Output everything from the line containing "of the evergreen" down to the end of the rows as a JSON list of strings, with one string per line and blank lines omitted.

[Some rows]
[START]

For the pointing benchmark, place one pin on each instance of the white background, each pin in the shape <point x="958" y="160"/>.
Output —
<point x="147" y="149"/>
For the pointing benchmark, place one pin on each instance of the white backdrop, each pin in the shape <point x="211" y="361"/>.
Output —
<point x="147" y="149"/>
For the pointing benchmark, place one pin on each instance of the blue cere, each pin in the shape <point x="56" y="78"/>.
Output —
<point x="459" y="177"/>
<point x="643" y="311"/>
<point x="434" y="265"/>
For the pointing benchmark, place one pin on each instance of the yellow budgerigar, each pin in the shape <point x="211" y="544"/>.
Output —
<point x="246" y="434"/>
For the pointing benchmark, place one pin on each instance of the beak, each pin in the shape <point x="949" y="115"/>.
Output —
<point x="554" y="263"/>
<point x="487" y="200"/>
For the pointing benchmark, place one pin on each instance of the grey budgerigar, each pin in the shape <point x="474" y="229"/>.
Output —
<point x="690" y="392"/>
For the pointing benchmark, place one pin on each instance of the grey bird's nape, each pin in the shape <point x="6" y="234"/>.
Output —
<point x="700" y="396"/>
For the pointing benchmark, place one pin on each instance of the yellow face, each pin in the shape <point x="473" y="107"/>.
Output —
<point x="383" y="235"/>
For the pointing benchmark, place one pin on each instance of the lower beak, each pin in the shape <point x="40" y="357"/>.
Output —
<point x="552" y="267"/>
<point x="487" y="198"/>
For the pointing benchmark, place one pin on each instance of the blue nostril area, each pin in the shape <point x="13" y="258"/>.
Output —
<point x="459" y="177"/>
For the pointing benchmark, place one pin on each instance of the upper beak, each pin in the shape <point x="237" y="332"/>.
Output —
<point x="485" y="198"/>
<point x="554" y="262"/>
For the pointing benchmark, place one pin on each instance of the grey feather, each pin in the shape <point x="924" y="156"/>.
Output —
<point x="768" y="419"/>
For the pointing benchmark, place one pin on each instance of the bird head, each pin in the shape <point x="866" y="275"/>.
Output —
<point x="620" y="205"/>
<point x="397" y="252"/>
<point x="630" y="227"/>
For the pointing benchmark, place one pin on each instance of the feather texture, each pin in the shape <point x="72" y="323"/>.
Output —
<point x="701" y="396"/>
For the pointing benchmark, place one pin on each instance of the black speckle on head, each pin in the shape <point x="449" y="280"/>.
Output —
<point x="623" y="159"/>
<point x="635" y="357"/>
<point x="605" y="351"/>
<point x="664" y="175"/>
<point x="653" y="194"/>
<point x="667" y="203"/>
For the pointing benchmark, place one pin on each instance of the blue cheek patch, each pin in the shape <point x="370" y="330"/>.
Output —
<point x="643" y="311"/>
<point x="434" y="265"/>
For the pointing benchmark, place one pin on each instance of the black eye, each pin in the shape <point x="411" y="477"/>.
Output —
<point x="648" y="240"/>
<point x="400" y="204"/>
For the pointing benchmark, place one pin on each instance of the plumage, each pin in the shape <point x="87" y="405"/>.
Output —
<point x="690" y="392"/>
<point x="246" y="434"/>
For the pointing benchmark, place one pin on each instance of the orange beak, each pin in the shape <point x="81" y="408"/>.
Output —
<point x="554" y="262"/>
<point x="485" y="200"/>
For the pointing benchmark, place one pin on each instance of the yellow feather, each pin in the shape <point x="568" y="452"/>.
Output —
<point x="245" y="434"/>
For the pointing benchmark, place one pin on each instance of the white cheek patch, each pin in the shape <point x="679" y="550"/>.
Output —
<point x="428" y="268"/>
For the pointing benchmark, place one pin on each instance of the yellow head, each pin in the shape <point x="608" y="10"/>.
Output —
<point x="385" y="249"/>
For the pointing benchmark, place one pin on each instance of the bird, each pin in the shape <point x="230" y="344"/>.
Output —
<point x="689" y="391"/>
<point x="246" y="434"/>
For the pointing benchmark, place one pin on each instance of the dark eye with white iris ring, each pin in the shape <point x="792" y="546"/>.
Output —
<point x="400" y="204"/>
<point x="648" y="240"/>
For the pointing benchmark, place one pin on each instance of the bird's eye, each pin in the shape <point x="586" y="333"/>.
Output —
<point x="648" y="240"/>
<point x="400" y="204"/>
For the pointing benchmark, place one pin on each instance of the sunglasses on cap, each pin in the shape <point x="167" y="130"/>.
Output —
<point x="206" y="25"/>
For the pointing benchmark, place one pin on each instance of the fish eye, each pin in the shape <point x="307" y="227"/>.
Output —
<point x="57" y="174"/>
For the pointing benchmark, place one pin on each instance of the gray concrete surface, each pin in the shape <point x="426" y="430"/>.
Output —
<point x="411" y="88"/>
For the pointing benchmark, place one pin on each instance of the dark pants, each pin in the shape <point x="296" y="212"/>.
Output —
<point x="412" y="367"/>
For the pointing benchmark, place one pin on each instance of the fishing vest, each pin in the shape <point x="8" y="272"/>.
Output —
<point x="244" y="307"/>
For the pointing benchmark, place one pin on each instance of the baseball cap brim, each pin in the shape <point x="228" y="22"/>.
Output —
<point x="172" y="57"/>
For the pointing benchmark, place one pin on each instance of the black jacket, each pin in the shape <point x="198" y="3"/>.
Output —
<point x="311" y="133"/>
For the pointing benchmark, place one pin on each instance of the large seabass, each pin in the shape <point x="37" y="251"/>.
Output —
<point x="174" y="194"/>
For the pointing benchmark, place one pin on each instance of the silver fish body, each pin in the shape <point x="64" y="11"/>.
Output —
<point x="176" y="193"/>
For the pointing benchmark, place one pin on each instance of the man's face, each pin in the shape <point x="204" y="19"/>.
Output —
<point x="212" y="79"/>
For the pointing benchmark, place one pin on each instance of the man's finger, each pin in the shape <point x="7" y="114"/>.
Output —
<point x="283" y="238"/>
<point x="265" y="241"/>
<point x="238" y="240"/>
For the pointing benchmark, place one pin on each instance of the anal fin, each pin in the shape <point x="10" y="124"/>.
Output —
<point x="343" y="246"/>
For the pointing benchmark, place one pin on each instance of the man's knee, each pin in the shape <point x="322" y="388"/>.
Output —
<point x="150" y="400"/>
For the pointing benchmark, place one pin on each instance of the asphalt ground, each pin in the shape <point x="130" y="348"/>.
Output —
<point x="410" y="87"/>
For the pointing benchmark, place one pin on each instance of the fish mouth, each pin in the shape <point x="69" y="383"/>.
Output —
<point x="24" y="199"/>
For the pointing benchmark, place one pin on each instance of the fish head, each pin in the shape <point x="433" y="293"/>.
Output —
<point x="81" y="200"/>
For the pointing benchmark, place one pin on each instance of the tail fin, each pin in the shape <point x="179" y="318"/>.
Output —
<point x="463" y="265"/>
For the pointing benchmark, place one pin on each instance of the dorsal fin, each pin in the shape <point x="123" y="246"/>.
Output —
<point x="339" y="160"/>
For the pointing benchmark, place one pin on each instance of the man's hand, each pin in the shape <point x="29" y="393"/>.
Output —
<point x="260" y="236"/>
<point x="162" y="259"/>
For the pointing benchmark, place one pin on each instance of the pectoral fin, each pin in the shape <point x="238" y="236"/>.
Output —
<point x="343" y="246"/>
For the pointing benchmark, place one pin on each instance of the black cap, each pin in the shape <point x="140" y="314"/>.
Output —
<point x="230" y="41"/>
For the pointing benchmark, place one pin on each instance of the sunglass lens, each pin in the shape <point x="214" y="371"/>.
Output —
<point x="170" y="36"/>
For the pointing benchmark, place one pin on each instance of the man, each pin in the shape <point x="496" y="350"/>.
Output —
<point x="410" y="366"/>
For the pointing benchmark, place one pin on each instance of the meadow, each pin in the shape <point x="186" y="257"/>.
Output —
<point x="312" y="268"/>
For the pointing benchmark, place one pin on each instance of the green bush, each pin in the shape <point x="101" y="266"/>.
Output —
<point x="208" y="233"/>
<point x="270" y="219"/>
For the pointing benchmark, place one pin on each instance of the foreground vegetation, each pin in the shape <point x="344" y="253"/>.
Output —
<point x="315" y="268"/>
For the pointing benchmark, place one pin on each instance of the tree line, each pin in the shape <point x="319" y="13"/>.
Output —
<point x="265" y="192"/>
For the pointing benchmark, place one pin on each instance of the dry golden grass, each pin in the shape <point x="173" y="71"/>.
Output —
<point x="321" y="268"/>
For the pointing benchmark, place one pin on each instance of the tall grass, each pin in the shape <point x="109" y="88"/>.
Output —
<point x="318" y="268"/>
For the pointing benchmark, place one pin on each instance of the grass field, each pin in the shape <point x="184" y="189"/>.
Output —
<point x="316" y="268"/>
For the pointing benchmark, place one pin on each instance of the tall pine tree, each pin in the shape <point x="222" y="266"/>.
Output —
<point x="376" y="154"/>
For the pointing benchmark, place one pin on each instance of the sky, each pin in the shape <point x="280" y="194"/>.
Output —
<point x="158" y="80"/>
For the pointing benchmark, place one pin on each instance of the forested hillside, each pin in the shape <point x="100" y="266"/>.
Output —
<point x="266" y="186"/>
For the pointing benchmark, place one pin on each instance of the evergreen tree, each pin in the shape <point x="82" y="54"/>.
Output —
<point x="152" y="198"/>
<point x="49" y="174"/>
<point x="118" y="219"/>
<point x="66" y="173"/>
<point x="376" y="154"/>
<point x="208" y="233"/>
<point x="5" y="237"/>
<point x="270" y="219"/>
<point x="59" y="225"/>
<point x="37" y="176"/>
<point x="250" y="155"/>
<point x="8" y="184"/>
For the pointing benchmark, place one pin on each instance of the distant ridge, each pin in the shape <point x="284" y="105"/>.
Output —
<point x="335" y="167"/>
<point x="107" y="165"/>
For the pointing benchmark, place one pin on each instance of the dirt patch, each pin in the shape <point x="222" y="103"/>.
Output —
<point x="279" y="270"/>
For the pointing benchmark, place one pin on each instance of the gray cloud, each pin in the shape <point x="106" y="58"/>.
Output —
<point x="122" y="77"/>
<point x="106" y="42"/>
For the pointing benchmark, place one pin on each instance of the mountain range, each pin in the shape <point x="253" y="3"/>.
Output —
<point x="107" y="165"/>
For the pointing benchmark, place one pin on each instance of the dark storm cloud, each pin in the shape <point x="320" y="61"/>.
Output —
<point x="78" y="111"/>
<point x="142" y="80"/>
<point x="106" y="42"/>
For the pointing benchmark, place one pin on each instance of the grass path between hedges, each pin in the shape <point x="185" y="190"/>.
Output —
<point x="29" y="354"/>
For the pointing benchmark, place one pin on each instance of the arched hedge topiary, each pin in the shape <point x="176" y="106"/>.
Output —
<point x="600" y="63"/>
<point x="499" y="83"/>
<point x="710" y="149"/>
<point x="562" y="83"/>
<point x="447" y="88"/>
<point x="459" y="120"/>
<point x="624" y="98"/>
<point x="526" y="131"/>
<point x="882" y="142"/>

[END]

## Answer to this task:
[
  "For the pointing benchmark, place one pin on each instance of the evergreen tree, each pin in the shape <point x=\"82\" y=\"54\"/>.",
  "Output —",
  "<point x=\"152\" y=\"198\"/>",
  "<point x=\"49\" y=\"174\"/>",
  "<point x=\"118\" y=\"219\"/>",
  "<point x=\"66\" y=\"173\"/>",
  "<point x=\"376\" y=\"154\"/>",
  "<point x=\"208\" y=\"233\"/>",
  "<point x=\"5\" y=\"237\"/>",
  "<point x=\"270\" y=\"219\"/>",
  "<point x=\"59\" y=\"225\"/>",
  "<point x=\"37\" y=\"176\"/>",
  "<point x=\"250\" y=\"155\"/>",
  "<point x=\"8\" y=\"184\"/>",
  "For the pointing benchmark, place one pin on each instance of the distant ridge, each pin in the shape <point x=\"284\" y=\"105\"/>.",
  "Output —",
  "<point x=\"335\" y=\"167\"/>",
  "<point x=\"107\" y=\"165\"/>",
  "For the pointing benchmark, place one pin on each instance of the dirt patch, each pin in the shape <point x=\"222\" y=\"103\"/>.",
  "Output —",
  "<point x=\"279\" y=\"270\"/>",
  "For the pointing benchmark, place one pin on each instance of the gray cloud, each pin in the shape <point x=\"106\" y=\"58\"/>.",
  "Output —",
  "<point x=\"122\" y=\"77\"/>",
  "<point x=\"106\" y=\"42\"/>",
  "For the pointing benchmark, place one pin on each instance of the mountain range, each pin in the shape <point x=\"253\" y=\"3\"/>.",
  "Output —",
  "<point x=\"107\" y=\"165\"/>",
  "For the pointing benchmark, place one pin on each instance of the dark storm cloud, each pin in the shape <point x=\"320\" y=\"61\"/>.",
  "Output —",
  "<point x=\"78\" y=\"111\"/>",
  "<point x=\"142\" y=\"80\"/>",
  "<point x=\"106\" y=\"42\"/>",
  "For the pointing benchmark, place one pin on each instance of the grass path between hedges, each pin in the shape <point x=\"185\" y=\"190\"/>.",
  "Output —",
  "<point x=\"29\" y=\"354\"/>",
  "For the pointing benchmark, place one pin on each instance of the arched hedge topiary, each pin in the shape <point x=\"176\" y=\"106\"/>.",
  "Output —",
  "<point x=\"600\" y=\"63\"/>",
  "<point x=\"499\" y=\"83\"/>",
  "<point x=\"710\" y=\"149\"/>",
  "<point x=\"562\" y=\"83\"/>",
  "<point x=\"447\" y=\"88\"/>",
  "<point x=\"459\" y=\"120\"/>",
  "<point x=\"624\" y=\"98\"/>",
  "<point x=\"526\" y=\"131\"/>",
  "<point x=\"882\" y=\"142\"/>"
]